··· EXTRACT PROVIDED ···

One thing I have been thinking about acutely regarding PEPFAR, is that money spent by the US tackling other countries' health crises enables those countries to build up other institutional capabilities. Dollars we spend on 'humanitarian' aid become dollars that American companies can come search for - investment opportunities that would not have occurred without the public health groundwork first being laid. Dollars we spend on other countries' civil society basics are what keep many places stable enough to support international investment at all.

I think we even got General John Kelly to admit and come to a similar realization in the context of the family separation policy. USG dollars spent in El Salvador (increasing LE capacity there, creating the kind of civil society bedrock that can compete against gangs, &c.) produce conditions where El Salvadorans can stay in El Salvador which are fewer USG dollars that have to be spent finding the parents of separated children (and litigating and supervising the whole messy process in the first place).

···

WHAT THIS EXERCISE ASKS ->
1. Write out the stretch of the foreign aid commentary from "One thing I" through "investment at all.".
2. Pick up the foreign aid commentary from its final sentence and keep it going.
The data has no connection to the foreign aid commentary.

··· DATA PROVIDED ···

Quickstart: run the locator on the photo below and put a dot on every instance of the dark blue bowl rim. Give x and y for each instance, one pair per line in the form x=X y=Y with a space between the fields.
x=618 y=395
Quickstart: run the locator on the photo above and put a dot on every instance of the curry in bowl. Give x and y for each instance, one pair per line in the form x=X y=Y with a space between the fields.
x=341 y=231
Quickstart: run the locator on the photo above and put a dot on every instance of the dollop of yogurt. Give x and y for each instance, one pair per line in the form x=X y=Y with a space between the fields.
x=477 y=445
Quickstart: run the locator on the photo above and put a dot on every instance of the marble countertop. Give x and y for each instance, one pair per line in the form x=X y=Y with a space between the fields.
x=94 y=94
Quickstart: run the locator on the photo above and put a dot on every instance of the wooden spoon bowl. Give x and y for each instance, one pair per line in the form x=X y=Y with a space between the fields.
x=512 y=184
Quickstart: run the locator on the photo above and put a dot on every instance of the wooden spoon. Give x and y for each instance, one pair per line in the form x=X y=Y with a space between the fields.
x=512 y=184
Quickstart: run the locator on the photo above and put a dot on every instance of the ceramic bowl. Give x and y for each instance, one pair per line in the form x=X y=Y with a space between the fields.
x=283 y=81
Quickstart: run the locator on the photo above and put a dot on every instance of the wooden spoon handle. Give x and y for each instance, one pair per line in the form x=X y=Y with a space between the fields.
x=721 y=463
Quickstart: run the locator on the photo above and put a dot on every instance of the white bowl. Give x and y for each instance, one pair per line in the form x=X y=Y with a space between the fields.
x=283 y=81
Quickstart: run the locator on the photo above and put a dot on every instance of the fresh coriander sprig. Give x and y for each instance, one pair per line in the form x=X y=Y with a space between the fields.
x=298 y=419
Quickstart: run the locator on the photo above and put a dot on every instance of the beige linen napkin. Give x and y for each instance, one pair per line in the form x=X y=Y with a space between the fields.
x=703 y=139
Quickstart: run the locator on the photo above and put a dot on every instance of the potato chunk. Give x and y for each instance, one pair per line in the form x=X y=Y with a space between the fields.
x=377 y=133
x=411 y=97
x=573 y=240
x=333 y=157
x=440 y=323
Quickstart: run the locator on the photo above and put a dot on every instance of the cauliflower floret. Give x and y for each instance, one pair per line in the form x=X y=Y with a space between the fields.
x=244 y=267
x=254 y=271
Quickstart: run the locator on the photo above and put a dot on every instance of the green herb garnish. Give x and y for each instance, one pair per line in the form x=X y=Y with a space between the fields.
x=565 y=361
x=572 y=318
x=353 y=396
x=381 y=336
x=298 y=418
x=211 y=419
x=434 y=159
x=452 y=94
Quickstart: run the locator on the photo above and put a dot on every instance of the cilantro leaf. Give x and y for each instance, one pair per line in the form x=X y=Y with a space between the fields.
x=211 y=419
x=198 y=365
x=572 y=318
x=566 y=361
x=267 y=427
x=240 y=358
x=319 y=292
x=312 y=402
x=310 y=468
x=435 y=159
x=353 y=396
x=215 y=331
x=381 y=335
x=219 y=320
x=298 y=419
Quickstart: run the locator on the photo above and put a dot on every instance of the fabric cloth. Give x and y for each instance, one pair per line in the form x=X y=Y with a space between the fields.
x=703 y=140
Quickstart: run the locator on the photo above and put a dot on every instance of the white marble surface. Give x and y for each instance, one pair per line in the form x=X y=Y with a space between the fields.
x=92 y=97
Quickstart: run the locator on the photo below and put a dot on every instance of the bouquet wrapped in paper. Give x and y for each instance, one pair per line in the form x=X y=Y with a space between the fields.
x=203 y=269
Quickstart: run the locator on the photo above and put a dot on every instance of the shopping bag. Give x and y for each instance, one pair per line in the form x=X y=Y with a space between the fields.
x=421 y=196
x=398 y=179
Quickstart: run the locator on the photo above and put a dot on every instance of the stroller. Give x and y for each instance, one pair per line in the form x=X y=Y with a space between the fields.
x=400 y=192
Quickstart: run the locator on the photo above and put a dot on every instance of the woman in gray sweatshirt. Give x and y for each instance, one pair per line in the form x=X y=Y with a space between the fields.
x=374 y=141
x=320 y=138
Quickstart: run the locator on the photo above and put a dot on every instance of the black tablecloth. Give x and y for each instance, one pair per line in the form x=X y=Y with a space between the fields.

···

RESPONSES TO THE EXERCISE ->
1.
One thing I have been thinking about acutely regarding PEPFAR, is that money spent by the US tackling other countries' health crises enables those countries to build up other institutional capabilities. Dollars we spend on 'humanitarian' aid become dollars that American companies can come search for - investment opportunities that would not have occurred without the public health groundwork first being laid. Dollars we spend on other countries' civil society basics are what keep many places stable enough to support international investment at all.

2.
Those are the kinds of messages and perspectives that I have discovered average Americans do not have a chance to see and think about. But it's also a perspective easily subject to political and ideological scapegoating. It goes back to the 'it's cheaper to house people than to jail people' conundrum. We knowwwwwwwwww with a fair degree of clarity that what fixes homelessness, drug addiction, &c., is MONEY, MONEY necessary to create adequate social and communal support. We knowwwwwwww with a fair degree of clarity that those $$$ figures are generally less than policing, trying, incarcerating, monitoring, repeating. We even are starting to realize (as a result of DEI dare I say, community development block grants, oh my) that this money can be funneled in a collective way (to communities and organizations rather than individuals) to avoid the optics of 'writing wrongdoers a check.' It just takes a lot of patient communication and a lot of evidence to make this case; the cause/effect are further apart than a typical cable news headline tolerates.